* _Given task_:
Give the lines starting at the one containing "Annotation task: tag one point per instance of the wooden" and ending at the last line as a JSON list of strings, one string per line, with blank lines omitted.

[START Material provided]

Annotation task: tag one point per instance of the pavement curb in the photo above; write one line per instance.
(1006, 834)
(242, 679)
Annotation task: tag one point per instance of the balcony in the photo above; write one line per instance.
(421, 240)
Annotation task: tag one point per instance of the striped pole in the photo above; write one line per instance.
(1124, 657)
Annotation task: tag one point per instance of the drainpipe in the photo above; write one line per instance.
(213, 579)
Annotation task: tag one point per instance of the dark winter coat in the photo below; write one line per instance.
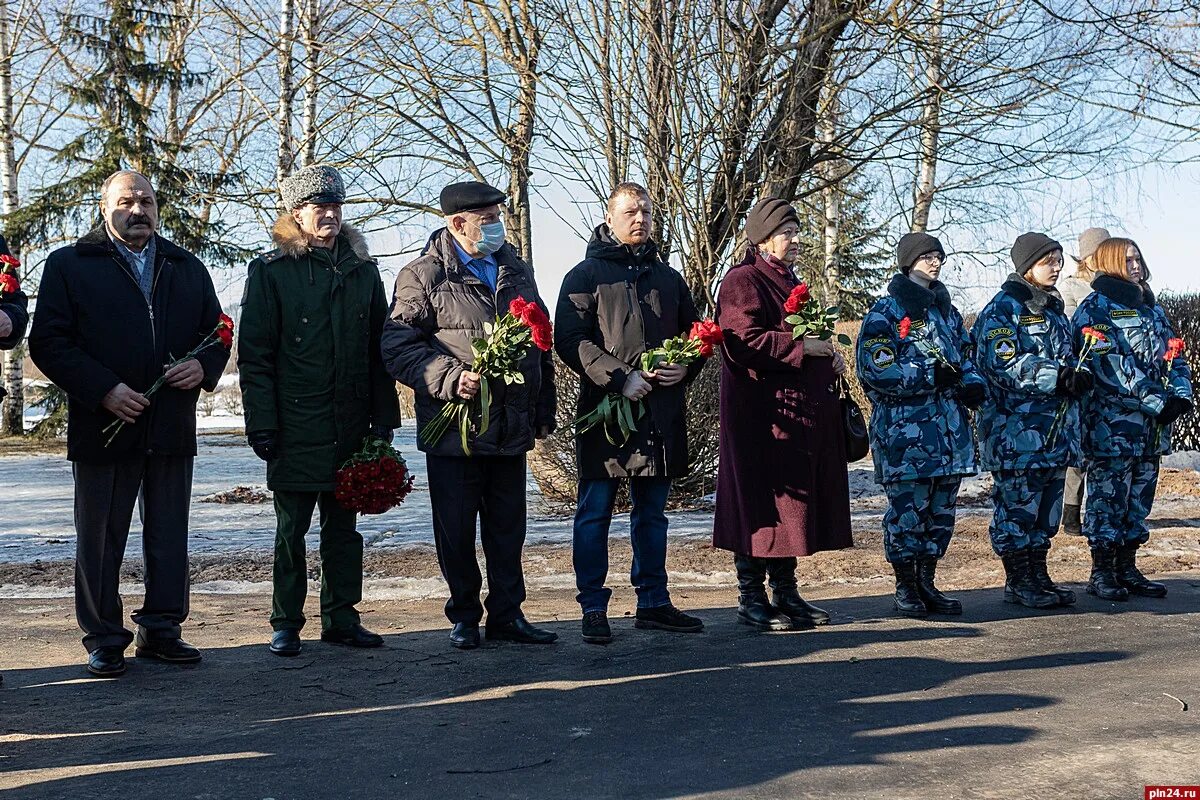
(94, 330)
(438, 308)
(918, 429)
(17, 307)
(781, 486)
(1132, 378)
(617, 304)
(309, 355)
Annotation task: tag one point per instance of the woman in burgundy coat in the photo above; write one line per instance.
(781, 488)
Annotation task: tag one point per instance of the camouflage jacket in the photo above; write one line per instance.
(917, 429)
(1023, 338)
(1132, 378)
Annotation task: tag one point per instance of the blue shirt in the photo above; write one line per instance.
(483, 268)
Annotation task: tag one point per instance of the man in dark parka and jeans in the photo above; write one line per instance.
(313, 386)
(617, 304)
(463, 280)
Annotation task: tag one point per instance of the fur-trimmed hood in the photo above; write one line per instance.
(291, 240)
(916, 299)
(1035, 298)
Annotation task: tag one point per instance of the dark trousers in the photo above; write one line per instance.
(103, 509)
(341, 561)
(491, 489)
(648, 537)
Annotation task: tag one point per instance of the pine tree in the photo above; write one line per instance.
(124, 136)
(864, 262)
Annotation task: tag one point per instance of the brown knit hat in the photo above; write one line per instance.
(767, 217)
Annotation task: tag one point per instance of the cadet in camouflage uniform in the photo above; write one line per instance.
(913, 361)
(1029, 426)
(1138, 396)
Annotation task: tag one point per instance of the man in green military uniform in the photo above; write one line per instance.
(313, 386)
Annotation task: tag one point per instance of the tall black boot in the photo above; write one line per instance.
(787, 597)
(935, 601)
(1103, 583)
(754, 609)
(907, 597)
(1019, 584)
(1042, 576)
(1127, 573)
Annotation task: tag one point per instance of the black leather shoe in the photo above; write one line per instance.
(520, 630)
(465, 636)
(107, 662)
(174, 651)
(354, 636)
(757, 613)
(286, 642)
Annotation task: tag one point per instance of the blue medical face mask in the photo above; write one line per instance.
(491, 238)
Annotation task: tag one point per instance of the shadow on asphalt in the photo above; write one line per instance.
(653, 715)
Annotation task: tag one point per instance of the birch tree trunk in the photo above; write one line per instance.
(12, 417)
(930, 125)
(287, 90)
(311, 18)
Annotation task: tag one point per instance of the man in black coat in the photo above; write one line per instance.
(466, 278)
(113, 311)
(617, 304)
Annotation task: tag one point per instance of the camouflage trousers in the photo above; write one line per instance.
(1120, 495)
(1027, 506)
(921, 517)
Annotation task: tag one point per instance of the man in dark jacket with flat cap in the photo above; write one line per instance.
(466, 278)
(113, 310)
(313, 386)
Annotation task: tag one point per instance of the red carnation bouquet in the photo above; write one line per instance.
(618, 414)
(807, 318)
(497, 355)
(373, 480)
(10, 282)
(1091, 338)
(222, 334)
(1174, 350)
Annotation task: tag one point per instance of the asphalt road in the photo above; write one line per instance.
(999, 703)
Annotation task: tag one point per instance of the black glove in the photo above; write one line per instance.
(263, 444)
(971, 395)
(946, 374)
(1074, 383)
(1173, 409)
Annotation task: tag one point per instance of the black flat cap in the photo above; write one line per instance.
(469, 196)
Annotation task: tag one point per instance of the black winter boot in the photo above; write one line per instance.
(935, 601)
(1131, 577)
(1019, 584)
(907, 597)
(1042, 577)
(754, 609)
(1072, 521)
(787, 597)
(1103, 583)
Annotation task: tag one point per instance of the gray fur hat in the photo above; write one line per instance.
(315, 184)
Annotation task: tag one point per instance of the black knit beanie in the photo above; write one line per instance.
(1029, 248)
(767, 216)
(913, 246)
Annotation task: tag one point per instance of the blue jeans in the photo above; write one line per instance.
(648, 535)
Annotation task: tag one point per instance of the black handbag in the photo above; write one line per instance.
(853, 425)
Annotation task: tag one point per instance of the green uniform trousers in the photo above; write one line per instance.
(341, 561)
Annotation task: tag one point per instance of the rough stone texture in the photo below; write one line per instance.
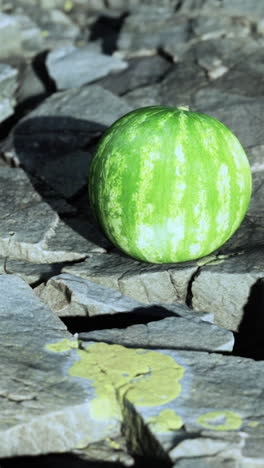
(141, 71)
(8, 85)
(55, 412)
(55, 133)
(171, 332)
(231, 281)
(72, 67)
(49, 238)
(185, 398)
(142, 281)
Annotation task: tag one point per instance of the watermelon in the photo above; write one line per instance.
(169, 185)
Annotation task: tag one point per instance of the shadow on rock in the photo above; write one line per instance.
(56, 152)
(107, 29)
(249, 339)
(51, 461)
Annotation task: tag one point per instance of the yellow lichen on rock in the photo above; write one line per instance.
(145, 378)
(166, 420)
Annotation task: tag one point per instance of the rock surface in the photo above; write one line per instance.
(106, 359)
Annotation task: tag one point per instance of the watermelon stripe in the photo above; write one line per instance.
(169, 185)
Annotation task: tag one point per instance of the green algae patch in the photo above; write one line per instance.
(144, 378)
(62, 345)
(220, 420)
(167, 420)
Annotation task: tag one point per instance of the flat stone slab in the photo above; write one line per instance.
(49, 142)
(142, 281)
(72, 67)
(227, 285)
(32, 231)
(8, 85)
(171, 332)
(201, 405)
(42, 409)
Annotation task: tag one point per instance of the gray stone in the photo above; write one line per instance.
(8, 85)
(49, 141)
(170, 332)
(30, 85)
(75, 296)
(43, 410)
(180, 84)
(242, 115)
(206, 409)
(143, 282)
(141, 71)
(31, 273)
(31, 230)
(206, 462)
(211, 27)
(150, 27)
(58, 29)
(9, 35)
(72, 67)
(227, 284)
(145, 96)
(30, 34)
(249, 8)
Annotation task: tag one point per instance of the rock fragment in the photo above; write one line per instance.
(56, 133)
(32, 231)
(8, 85)
(54, 408)
(72, 67)
(227, 285)
(171, 332)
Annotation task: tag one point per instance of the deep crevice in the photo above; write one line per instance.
(249, 338)
(107, 29)
(189, 295)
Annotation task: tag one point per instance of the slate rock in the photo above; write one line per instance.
(52, 135)
(31, 230)
(207, 413)
(9, 35)
(161, 27)
(241, 114)
(144, 96)
(211, 27)
(72, 67)
(141, 71)
(183, 80)
(161, 420)
(71, 295)
(58, 29)
(43, 410)
(142, 281)
(30, 85)
(171, 332)
(227, 284)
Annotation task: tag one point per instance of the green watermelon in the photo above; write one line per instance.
(169, 185)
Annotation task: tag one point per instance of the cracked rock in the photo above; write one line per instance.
(71, 295)
(31, 230)
(54, 412)
(144, 282)
(171, 332)
(8, 85)
(72, 67)
(227, 285)
(56, 132)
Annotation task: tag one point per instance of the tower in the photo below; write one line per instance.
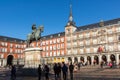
(70, 29)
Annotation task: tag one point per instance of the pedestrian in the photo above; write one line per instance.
(71, 68)
(39, 72)
(13, 72)
(101, 64)
(46, 72)
(64, 70)
(111, 64)
(55, 68)
(79, 66)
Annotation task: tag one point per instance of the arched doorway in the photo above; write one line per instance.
(69, 59)
(112, 57)
(89, 60)
(75, 60)
(10, 60)
(104, 58)
(96, 59)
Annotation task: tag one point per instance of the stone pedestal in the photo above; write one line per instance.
(32, 57)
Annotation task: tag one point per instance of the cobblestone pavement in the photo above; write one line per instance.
(85, 73)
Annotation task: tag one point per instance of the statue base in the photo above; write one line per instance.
(32, 57)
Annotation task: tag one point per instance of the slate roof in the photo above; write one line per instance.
(96, 25)
(10, 39)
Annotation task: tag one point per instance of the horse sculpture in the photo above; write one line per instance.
(35, 35)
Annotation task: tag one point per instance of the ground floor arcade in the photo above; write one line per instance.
(89, 59)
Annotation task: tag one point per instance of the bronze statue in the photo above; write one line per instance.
(35, 35)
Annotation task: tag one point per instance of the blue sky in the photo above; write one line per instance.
(17, 16)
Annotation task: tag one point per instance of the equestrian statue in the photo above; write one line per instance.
(35, 35)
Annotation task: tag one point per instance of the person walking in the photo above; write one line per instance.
(39, 72)
(55, 68)
(71, 68)
(64, 70)
(59, 71)
(13, 72)
(46, 72)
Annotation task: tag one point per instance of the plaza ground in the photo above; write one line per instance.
(85, 73)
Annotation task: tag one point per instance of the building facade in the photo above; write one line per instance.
(11, 50)
(87, 44)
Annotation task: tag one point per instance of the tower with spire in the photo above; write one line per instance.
(70, 27)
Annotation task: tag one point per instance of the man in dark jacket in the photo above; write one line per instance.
(64, 70)
(39, 72)
(55, 68)
(71, 68)
(13, 73)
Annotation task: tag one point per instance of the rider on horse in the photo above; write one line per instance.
(34, 29)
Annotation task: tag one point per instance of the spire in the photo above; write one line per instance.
(70, 17)
(71, 22)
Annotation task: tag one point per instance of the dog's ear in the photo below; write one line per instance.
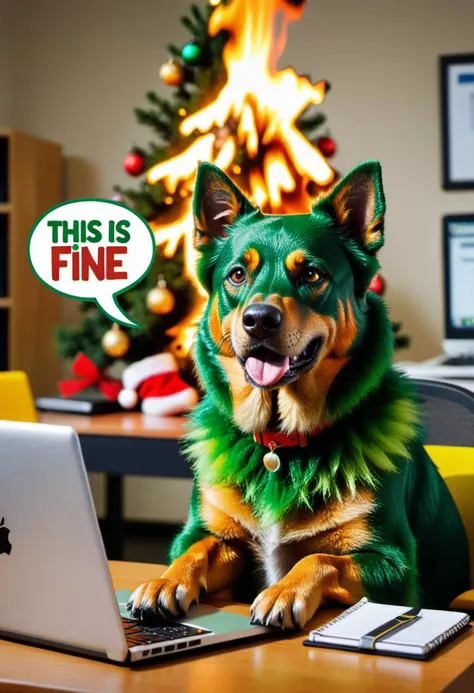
(357, 204)
(217, 203)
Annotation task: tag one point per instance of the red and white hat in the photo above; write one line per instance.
(155, 381)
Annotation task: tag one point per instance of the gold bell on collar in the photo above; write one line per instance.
(271, 460)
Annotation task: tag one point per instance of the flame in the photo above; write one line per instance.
(256, 111)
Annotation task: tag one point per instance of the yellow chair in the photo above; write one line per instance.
(449, 412)
(16, 399)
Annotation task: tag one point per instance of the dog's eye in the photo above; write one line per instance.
(310, 275)
(237, 276)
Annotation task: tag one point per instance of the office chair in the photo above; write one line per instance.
(449, 419)
(16, 399)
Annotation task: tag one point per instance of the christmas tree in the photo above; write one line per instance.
(230, 105)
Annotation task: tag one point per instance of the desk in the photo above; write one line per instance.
(275, 666)
(125, 443)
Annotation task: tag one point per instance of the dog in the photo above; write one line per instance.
(312, 485)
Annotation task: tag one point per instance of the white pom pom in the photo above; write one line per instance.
(127, 398)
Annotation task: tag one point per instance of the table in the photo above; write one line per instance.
(125, 443)
(264, 665)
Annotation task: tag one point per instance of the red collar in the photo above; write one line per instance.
(276, 439)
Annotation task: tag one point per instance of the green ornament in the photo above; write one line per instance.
(191, 54)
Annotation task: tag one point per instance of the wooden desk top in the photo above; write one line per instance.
(264, 665)
(120, 424)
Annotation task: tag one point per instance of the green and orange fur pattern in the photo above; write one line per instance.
(361, 510)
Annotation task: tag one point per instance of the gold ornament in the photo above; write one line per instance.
(116, 342)
(172, 73)
(160, 300)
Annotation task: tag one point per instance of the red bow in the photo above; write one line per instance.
(89, 375)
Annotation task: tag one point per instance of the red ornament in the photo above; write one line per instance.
(326, 146)
(377, 285)
(134, 163)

[END Material provided]

* _Task response_:
[
  "Annotation task: tag one point per instance of the wooden desk top in the photo above; write one line per instance.",
  "(264, 665)",
  "(120, 424)",
  "Annotation task: tag one point per instance of the green and orange fur pattern in the photo above; write one line per instance.",
  "(361, 510)",
  "Annotation task: tag one point per instance of the gold ornament in the photo above; write one line per instance.",
  "(116, 342)",
  "(172, 73)",
  "(160, 300)",
  "Annotation task: tag one point per instance of the red bow in the photo above; write one line per instance.",
  "(89, 375)",
  "Annotation task: tag one point per instance of the red ornament in the photo above; write one line per instance.",
  "(326, 146)",
  "(377, 285)",
  "(134, 163)"
]